● Exercise instructions:
The number of lines below containing the word "cabinet" is all that should be returned.

● Stored data:
★ ★ ★ ★ ★ ★ ★

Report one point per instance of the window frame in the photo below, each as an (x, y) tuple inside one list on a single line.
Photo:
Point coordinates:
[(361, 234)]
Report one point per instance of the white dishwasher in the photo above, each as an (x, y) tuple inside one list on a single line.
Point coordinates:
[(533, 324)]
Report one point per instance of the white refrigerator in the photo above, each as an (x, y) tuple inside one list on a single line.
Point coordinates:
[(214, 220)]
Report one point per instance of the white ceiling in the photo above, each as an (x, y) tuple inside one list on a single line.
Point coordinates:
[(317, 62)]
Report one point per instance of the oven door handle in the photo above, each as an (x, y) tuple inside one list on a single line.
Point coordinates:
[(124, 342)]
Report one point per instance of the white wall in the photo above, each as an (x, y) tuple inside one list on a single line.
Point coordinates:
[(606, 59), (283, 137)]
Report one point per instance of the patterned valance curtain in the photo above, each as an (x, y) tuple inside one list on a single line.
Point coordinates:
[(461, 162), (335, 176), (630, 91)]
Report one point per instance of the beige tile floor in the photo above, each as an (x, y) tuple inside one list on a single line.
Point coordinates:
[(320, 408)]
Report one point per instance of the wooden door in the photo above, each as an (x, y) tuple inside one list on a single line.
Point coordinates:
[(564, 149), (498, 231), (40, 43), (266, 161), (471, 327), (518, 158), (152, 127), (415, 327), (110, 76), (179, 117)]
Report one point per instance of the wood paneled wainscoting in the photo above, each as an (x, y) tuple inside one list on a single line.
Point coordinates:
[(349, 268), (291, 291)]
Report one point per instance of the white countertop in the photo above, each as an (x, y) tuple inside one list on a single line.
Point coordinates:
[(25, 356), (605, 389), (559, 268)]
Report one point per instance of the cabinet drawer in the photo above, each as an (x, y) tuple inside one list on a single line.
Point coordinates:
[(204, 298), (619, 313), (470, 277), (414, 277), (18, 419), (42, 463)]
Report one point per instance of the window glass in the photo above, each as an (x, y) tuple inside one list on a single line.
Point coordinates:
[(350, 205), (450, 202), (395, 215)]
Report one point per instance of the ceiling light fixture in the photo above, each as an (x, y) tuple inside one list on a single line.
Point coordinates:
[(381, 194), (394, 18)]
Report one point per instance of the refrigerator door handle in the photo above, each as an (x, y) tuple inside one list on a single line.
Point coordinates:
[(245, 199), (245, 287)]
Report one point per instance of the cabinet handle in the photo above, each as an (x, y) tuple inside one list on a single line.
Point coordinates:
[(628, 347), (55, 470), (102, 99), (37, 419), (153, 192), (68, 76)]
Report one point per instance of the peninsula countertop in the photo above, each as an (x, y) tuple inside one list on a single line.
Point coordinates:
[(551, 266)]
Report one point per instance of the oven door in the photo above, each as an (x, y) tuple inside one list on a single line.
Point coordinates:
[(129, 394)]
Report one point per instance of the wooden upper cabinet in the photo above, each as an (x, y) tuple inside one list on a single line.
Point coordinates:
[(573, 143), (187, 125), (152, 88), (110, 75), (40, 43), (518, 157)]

★ ★ ★ ★ ★ ★ ★

● Task solution:
3